(Location identification items)
---
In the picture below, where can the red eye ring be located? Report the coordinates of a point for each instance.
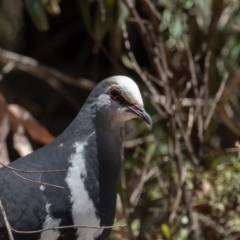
(115, 93)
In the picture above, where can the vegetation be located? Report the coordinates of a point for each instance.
(181, 178)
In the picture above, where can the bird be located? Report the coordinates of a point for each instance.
(72, 180)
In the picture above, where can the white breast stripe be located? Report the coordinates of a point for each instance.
(83, 210)
(49, 223)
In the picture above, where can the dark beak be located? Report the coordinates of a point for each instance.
(140, 112)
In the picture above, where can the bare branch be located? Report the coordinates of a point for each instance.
(8, 227)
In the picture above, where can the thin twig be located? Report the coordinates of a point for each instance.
(66, 227)
(138, 190)
(217, 98)
(192, 70)
(185, 191)
(25, 171)
(205, 81)
(8, 227)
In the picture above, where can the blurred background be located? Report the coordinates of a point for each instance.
(181, 179)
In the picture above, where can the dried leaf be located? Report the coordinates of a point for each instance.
(21, 142)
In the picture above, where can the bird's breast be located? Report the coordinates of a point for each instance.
(84, 212)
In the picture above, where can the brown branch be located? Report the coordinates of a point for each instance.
(185, 190)
(217, 98)
(8, 227)
(139, 188)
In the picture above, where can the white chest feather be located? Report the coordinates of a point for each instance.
(83, 210)
(50, 222)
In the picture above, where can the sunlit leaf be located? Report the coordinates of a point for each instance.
(166, 231)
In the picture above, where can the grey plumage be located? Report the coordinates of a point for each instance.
(89, 150)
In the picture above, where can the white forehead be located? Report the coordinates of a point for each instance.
(130, 89)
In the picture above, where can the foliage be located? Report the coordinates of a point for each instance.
(181, 178)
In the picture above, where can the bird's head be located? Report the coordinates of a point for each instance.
(119, 96)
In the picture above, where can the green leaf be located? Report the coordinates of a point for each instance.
(166, 231)
(37, 14)
(103, 23)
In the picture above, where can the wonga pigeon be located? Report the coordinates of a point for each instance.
(87, 154)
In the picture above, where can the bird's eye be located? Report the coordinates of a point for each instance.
(115, 94)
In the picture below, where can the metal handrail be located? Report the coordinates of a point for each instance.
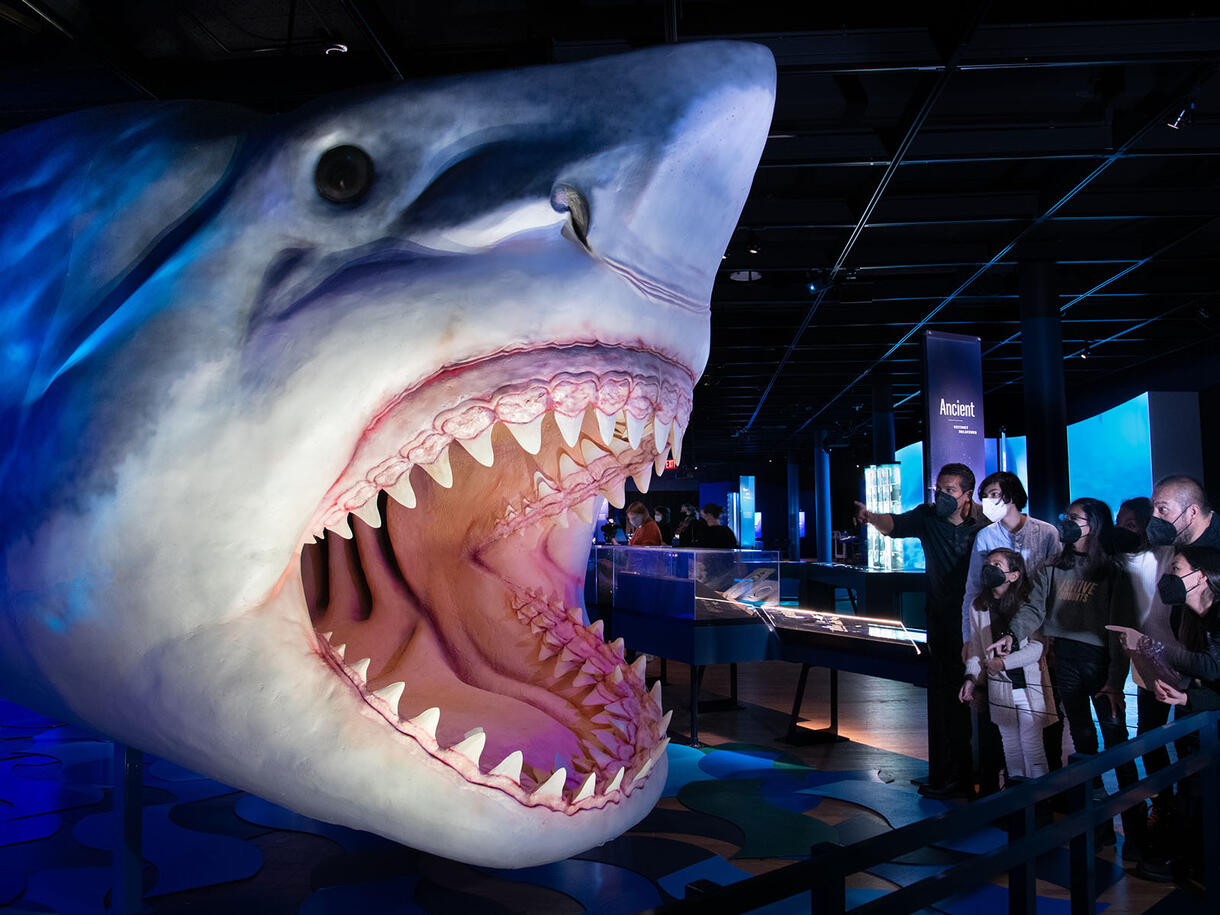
(828, 865)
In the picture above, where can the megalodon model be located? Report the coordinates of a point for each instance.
(304, 420)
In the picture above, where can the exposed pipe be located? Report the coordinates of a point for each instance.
(1155, 121)
(894, 162)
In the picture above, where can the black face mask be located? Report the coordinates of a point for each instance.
(992, 576)
(1162, 532)
(1069, 531)
(1171, 589)
(944, 504)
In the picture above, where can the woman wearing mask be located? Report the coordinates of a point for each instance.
(1018, 685)
(1072, 600)
(1191, 588)
(644, 531)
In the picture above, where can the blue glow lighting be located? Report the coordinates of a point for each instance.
(746, 491)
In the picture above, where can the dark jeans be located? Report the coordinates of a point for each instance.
(948, 720)
(1077, 674)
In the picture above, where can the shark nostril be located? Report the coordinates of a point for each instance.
(564, 198)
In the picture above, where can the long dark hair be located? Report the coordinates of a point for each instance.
(1013, 598)
(1099, 560)
(1196, 630)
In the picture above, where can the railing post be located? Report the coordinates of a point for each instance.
(828, 889)
(1083, 877)
(1022, 897)
(1210, 748)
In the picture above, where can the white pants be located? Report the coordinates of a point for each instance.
(1024, 753)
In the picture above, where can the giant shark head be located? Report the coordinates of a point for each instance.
(304, 420)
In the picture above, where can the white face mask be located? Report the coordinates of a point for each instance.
(994, 509)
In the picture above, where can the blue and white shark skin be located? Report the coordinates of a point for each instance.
(220, 339)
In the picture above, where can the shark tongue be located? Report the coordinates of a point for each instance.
(483, 625)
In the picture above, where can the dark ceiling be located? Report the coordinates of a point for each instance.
(913, 164)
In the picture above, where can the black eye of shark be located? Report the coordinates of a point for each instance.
(343, 175)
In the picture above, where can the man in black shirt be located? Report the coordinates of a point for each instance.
(946, 528)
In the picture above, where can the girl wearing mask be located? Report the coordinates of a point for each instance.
(1018, 686)
(1191, 588)
(1072, 600)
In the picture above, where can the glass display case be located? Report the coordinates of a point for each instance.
(883, 494)
(687, 583)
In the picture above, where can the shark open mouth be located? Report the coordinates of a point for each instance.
(447, 586)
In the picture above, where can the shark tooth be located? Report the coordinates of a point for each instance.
(427, 721)
(471, 747)
(401, 491)
(655, 694)
(586, 789)
(615, 493)
(661, 432)
(583, 510)
(616, 782)
(605, 425)
(528, 434)
(369, 513)
(643, 477)
(391, 694)
(564, 666)
(635, 430)
(554, 786)
(592, 453)
(441, 470)
(643, 772)
(480, 448)
(678, 433)
(570, 426)
(340, 527)
(510, 766)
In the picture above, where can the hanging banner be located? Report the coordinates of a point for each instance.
(953, 404)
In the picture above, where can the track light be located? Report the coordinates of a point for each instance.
(1185, 116)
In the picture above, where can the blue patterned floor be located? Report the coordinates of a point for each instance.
(211, 848)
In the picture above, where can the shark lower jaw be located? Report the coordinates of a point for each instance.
(447, 594)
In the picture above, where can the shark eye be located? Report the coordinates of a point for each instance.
(343, 175)
(564, 198)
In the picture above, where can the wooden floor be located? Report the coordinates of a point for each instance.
(885, 722)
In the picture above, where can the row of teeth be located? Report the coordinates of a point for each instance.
(506, 775)
(394, 475)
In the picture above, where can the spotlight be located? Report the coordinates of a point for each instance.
(1185, 116)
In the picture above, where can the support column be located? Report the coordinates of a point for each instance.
(793, 508)
(882, 417)
(822, 497)
(1046, 405)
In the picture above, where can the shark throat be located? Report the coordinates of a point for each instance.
(447, 586)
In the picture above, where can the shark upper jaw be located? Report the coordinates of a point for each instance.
(445, 592)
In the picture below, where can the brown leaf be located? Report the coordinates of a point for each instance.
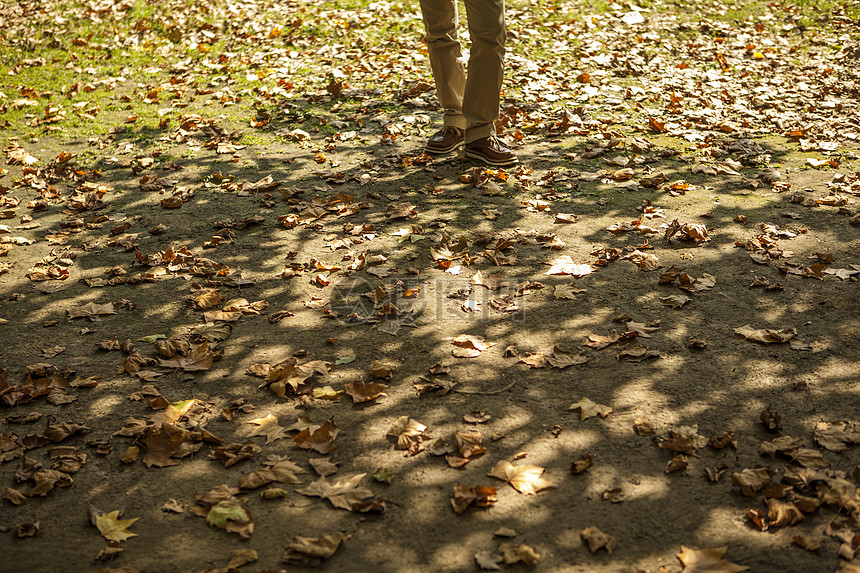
(765, 335)
(582, 464)
(708, 560)
(524, 478)
(519, 554)
(468, 346)
(598, 342)
(597, 539)
(588, 409)
(361, 392)
(312, 551)
(91, 311)
(782, 513)
(320, 440)
(344, 494)
(836, 436)
(267, 426)
(752, 480)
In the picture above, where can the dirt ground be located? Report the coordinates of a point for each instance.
(701, 373)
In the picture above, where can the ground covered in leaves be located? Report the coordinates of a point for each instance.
(247, 325)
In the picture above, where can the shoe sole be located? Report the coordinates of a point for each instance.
(488, 161)
(447, 150)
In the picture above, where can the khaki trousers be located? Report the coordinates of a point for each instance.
(471, 101)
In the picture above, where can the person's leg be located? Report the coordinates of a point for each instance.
(486, 66)
(446, 58)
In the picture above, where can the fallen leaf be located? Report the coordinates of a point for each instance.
(344, 494)
(588, 409)
(312, 551)
(361, 392)
(597, 539)
(709, 560)
(113, 528)
(765, 335)
(524, 478)
(267, 426)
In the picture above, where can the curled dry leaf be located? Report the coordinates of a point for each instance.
(752, 480)
(783, 513)
(807, 542)
(112, 527)
(519, 554)
(468, 346)
(675, 301)
(361, 392)
(320, 440)
(709, 560)
(524, 478)
(409, 434)
(588, 409)
(836, 436)
(489, 560)
(344, 494)
(564, 265)
(597, 539)
(91, 311)
(479, 496)
(267, 426)
(766, 335)
(562, 359)
(598, 341)
(567, 291)
(312, 551)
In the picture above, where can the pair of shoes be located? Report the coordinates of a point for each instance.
(491, 151)
(445, 140)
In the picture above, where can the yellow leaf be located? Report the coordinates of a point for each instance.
(525, 478)
(113, 528)
(588, 409)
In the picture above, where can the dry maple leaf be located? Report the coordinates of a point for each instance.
(113, 528)
(766, 335)
(344, 494)
(709, 560)
(524, 478)
(91, 311)
(267, 426)
(588, 409)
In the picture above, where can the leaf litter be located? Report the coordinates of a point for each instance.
(720, 118)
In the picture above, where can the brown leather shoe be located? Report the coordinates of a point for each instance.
(491, 151)
(445, 140)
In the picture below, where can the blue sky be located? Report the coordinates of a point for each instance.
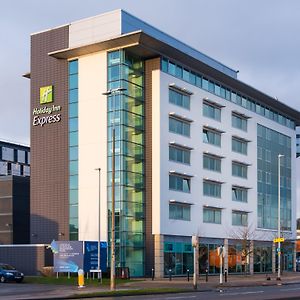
(259, 38)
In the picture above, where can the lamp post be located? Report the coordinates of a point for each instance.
(195, 245)
(99, 210)
(278, 234)
(113, 93)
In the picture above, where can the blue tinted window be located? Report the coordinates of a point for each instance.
(73, 124)
(73, 196)
(74, 182)
(73, 110)
(73, 81)
(73, 67)
(73, 167)
(73, 154)
(73, 138)
(73, 96)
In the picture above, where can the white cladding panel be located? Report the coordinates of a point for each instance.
(95, 29)
(92, 130)
(161, 134)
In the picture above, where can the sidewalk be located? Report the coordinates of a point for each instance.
(62, 292)
(214, 281)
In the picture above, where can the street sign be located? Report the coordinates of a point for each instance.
(278, 240)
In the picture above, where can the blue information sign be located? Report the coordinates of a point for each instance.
(91, 256)
(68, 256)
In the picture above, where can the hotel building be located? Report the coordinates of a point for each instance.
(196, 150)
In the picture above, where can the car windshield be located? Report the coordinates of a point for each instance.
(7, 267)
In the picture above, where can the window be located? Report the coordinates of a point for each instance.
(239, 170)
(211, 162)
(212, 189)
(179, 183)
(7, 153)
(239, 145)
(179, 126)
(179, 154)
(239, 194)
(239, 218)
(211, 111)
(239, 122)
(179, 99)
(211, 137)
(178, 211)
(212, 215)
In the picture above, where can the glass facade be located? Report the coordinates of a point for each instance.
(270, 144)
(126, 115)
(179, 99)
(73, 150)
(224, 92)
(179, 126)
(179, 154)
(178, 257)
(179, 211)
---
#### Problem details:
Only the lines from the one that contains "In the picture above, where can the hotel" to the end of the entries above should be given again, exactly and in full.

#### Result of this exercise:
In the picture above, where can the hotel building be located? Report the coordinates of a point for each instance.
(196, 150)
In the picture above, where can the car windshield be located? Report the coordinates of a point for each instance.
(7, 267)
In the picture above, where can the window be located? Report the coordinates of a point for each instance.
(239, 170)
(211, 162)
(212, 189)
(179, 183)
(7, 153)
(239, 145)
(179, 126)
(179, 154)
(239, 194)
(239, 218)
(211, 111)
(239, 122)
(179, 99)
(211, 137)
(178, 211)
(212, 215)
In the picture above, where can the glass facade be located? Report the coordinates of a point for each instance.
(270, 144)
(126, 115)
(179, 99)
(73, 150)
(224, 92)
(179, 126)
(179, 154)
(178, 257)
(179, 211)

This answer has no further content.